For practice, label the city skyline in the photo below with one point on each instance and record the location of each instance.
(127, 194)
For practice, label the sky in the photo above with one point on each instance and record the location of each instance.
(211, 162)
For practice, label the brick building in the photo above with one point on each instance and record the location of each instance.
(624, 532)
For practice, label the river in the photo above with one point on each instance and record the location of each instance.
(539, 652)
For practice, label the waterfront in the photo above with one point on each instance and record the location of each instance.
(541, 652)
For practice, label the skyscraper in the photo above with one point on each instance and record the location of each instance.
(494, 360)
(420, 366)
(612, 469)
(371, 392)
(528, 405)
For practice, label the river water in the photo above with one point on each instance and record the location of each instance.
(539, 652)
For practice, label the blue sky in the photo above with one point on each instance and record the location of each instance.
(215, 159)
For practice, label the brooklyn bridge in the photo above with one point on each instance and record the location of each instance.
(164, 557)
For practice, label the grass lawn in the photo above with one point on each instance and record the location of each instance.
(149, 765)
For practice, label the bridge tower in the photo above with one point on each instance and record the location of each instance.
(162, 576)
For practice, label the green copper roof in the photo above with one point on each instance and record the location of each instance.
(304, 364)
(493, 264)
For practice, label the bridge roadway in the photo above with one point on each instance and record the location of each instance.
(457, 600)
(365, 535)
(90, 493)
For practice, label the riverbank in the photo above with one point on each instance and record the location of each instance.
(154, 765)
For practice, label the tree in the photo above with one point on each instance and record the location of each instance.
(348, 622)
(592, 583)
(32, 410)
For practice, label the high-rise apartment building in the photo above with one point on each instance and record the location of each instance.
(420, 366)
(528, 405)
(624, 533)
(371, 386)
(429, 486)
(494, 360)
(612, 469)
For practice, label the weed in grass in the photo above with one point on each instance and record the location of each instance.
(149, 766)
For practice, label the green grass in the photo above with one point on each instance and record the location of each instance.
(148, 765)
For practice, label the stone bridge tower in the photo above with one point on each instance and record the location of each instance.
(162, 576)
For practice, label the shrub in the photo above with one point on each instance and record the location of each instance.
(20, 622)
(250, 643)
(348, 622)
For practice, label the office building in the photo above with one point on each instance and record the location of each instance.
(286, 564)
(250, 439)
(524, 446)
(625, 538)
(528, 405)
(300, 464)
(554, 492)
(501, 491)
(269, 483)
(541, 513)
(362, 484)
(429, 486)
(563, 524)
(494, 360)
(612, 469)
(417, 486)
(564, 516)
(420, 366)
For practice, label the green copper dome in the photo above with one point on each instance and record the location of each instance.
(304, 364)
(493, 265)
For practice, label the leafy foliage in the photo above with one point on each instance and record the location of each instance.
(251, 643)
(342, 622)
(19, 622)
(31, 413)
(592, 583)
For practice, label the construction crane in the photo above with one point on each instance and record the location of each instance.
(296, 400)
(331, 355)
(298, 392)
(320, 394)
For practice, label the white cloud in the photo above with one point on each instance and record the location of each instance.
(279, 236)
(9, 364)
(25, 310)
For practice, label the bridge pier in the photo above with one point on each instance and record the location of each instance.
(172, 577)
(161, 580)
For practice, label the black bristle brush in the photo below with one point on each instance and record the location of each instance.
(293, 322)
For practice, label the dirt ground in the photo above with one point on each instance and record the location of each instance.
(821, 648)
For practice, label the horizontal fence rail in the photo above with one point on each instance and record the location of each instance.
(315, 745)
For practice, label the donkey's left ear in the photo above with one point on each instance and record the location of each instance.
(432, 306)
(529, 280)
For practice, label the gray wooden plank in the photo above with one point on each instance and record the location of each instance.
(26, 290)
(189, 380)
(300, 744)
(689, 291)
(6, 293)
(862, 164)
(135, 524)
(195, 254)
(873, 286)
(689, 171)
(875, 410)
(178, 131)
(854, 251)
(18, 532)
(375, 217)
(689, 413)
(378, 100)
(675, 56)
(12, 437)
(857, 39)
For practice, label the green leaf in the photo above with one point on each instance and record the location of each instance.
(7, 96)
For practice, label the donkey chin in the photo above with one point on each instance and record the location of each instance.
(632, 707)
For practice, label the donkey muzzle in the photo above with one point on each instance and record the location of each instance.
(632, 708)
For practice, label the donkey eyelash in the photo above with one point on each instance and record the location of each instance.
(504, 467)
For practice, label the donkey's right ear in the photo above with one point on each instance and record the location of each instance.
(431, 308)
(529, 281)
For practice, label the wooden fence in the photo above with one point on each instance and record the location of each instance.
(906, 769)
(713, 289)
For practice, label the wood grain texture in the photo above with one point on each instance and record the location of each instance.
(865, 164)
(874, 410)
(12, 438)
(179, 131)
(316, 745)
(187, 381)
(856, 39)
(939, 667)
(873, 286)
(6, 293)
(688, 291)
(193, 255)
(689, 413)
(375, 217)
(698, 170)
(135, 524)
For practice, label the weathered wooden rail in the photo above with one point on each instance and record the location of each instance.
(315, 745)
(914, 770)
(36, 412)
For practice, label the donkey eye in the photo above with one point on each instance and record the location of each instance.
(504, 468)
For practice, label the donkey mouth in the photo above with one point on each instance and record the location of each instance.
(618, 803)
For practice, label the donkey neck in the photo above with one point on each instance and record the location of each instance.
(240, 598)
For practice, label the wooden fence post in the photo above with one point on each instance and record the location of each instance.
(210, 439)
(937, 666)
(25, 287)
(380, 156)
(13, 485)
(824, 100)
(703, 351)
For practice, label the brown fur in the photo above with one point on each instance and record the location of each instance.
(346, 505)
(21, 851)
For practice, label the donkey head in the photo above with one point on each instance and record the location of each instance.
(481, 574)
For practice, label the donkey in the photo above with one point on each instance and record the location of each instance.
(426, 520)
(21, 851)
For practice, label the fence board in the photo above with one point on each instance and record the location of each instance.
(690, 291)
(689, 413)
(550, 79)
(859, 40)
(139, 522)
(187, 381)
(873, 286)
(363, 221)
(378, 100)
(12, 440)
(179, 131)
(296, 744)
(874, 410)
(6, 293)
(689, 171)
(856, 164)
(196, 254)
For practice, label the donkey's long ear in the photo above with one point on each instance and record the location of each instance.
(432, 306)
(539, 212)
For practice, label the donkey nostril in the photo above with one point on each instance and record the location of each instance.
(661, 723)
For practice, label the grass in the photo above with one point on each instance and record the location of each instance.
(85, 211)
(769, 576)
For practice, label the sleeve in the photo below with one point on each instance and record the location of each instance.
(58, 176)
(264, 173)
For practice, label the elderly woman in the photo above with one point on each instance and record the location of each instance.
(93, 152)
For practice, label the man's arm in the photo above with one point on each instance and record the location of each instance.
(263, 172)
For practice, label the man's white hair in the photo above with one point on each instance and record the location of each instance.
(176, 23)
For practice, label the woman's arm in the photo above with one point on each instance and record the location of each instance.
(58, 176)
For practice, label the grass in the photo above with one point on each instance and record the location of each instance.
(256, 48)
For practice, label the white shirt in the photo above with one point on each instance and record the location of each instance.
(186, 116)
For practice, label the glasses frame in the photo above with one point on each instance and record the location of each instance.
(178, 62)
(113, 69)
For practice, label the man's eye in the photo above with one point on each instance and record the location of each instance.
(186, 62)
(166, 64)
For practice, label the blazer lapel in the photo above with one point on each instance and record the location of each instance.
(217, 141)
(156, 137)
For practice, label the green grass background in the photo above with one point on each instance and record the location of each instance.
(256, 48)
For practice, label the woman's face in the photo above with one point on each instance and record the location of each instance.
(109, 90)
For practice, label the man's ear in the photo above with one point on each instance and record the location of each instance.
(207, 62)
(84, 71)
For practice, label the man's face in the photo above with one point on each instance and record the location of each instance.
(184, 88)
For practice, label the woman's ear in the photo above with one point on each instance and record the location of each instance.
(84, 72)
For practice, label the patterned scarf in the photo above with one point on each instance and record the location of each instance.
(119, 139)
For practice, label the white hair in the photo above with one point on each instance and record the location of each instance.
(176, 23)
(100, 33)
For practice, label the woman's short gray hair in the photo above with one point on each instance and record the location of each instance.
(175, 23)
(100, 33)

■ TASK ■
Transcribe the records above exactly, but only from the line that contains "For practice, label the man's eye" through their final line, inclusive.

■ FULL SOLUTION ■
For practice, label the man's eye in the photo above with one point on each instance and record the location of each instance.
(186, 62)
(166, 64)
For practice, label the blazer lapel in the photo above with one point on each instance and record the location of each instance.
(217, 141)
(156, 137)
For practice, label the green grass background in the photo above with one point on each instance and record the location of each instance.
(256, 48)
For practice, label the woman's face in the photo above with one point on each instance and record the location of each instance.
(109, 90)
For practice, label the man's ear in the photo above with one point on each instance and record the location of each instance.
(207, 62)
(84, 71)
For practice, label the man's face in the photo above with one point on each instance and record the location of each instance.
(184, 88)
For practice, label the woman's ear in the photo above with one point on each instance and record the location of each instance.
(84, 72)
For practice, label the patterned scarf in the photo above with one point on each instance and record the location of each instance.
(119, 139)
For practice, label the white hair in the photo above with one point on each instance and record the location of each instance.
(176, 23)
(100, 33)
For practice, label the woman's short gray hair in the photo above with one point on each instance and record the location of each instance.
(175, 23)
(100, 33)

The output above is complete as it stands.